*WRITTEN REQUEST*:
Copy all of the rows below verbatim, keeping every line in its original order.

*INPUT MATERIAL*:

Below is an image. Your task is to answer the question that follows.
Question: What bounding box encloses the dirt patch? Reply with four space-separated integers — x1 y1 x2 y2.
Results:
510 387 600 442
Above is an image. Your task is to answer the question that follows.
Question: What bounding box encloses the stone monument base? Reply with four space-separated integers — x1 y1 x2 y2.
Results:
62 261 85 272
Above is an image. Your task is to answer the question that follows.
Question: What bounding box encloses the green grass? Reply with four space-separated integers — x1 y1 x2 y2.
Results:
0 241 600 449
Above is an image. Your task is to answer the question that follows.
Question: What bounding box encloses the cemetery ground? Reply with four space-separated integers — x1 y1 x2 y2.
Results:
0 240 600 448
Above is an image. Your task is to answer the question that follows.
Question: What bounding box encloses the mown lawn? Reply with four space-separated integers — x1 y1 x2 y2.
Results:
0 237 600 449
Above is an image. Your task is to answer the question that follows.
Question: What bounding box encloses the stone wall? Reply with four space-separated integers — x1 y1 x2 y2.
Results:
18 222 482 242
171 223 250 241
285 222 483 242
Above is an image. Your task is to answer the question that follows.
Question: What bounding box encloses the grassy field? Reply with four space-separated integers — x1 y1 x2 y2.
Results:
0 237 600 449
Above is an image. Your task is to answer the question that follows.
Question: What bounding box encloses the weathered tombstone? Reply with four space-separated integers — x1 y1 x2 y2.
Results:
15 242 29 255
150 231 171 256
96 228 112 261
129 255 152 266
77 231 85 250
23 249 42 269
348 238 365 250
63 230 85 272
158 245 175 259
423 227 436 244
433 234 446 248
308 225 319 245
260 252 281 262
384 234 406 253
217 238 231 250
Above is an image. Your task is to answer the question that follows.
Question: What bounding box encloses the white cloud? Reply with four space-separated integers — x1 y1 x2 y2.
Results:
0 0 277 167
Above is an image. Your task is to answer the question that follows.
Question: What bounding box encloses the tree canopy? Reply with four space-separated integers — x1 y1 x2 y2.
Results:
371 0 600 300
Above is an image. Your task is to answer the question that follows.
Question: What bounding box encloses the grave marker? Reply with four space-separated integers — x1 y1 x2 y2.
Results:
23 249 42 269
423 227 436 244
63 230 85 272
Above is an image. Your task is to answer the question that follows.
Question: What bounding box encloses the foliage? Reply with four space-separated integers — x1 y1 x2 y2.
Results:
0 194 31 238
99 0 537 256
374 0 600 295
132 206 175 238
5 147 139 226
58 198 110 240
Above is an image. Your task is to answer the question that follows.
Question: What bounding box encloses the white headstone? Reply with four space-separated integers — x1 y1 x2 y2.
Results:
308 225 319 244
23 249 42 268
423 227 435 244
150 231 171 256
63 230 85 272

*THE SOLUTION*:
Below is an image. Your task is to answer the question that follows.
Question: What bounding box encloses the dirt patch? Reply with four space-separated integers — x1 y1 x2 y2.
Results:
510 387 600 442
Above is an image. Your task is to answer the question that follows.
Question: What bounding box encloses the stone monument base? Reply with four space-separated integers — x1 y1 x2 y2.
Results:
62 261 85 272
Above is an image. Your task is to answer the question that follows.
Question: What bounding box encloses the green grass? Reply with four space-separated integers — x1 y1 x2 y2.
Results:
0 241 600 449
Above is an image. Your task is to answer the question that follows.
Question: What bounding box encloses the cemetery ground? Reply with four space-separated integers — x1 y1 x2 y2.
Results:
0 240 600 448
Above is an image. Your task is to answer the question that follows.
Question: What bounding box encloses the mown lawn? Reply with four space-separated integers — x1 y1 x2 y2.
Results:
0 237 600 449
Above is an image. Your task is to answer the question that follows.
Question: What bounding box encloses the stone wall? Reply with four space-separated integers — x1 y1 x2 y2.
Results:
18 222 482 242
171 223 250 241
285 222 483 242
Above is an image. Your task is to answer the question that follows.
Question: What bounding box encloses the grassy field? Reply with four space-separated integers — x1 y1 x2 y2.
Results:
0 237 600 449
Above is an image. Your task is to answer the question that follows.
Question: What bounding box encloses the weathered tombstone? Reply with four space-separated integers — x1 y1 x2 y2.
Results:
15 242 29 255
150 231 171 256
96 228 112 261
129 255 152 266
77 231 85 250
23 249 42 269
348 238 365 250
63 230 85 272
158 245 175 259
423 227 436 244
433 234 446 248
308 225 319 245
260 252 281 262
384 234 406 253
217 238 231 250
Above is an image. Your task is to answer the question that follows.
Question: What bounding box encloses the white cloud? Reply with four space-separated integers — x1 y1 x2 y2.
Results:
0 0 277 167
Above is an image. Your task is to answer the question that follows.
Question: What bounding box encloses the tree canopy? Reply with four space-separated integers — x1 y1 x2 y2.
Results:
371 0 600 300
Above is an image. Your task is to answer the question that follows.
Question: What bounding box encloses the grave marker? Reply with four space-separated integers — x1 y1 x2 y2.
Results:
23 249 42 269
423 227 436 244
63 230 85 272
Above is an image. Your task is to answer the question that follows.
Question: What bounding box encloses the foliage? Reply with four space-separated integers — x1 y1 x2 y2.
Results:
0 194 31 238
99 0 537 256
374 0 600 295
132 206 175 238
5 147 139 226
58 198 110 240
Above is an image. Your task is to answer the question that follows.
Question: What bounding box encloses the white headstone? Reply with four space-separated integers — x1 y1 x2 y2.
Results:
308 225 319 244
23 249 42 268
423 227 435 244
150 231 171 256
63 230 85 272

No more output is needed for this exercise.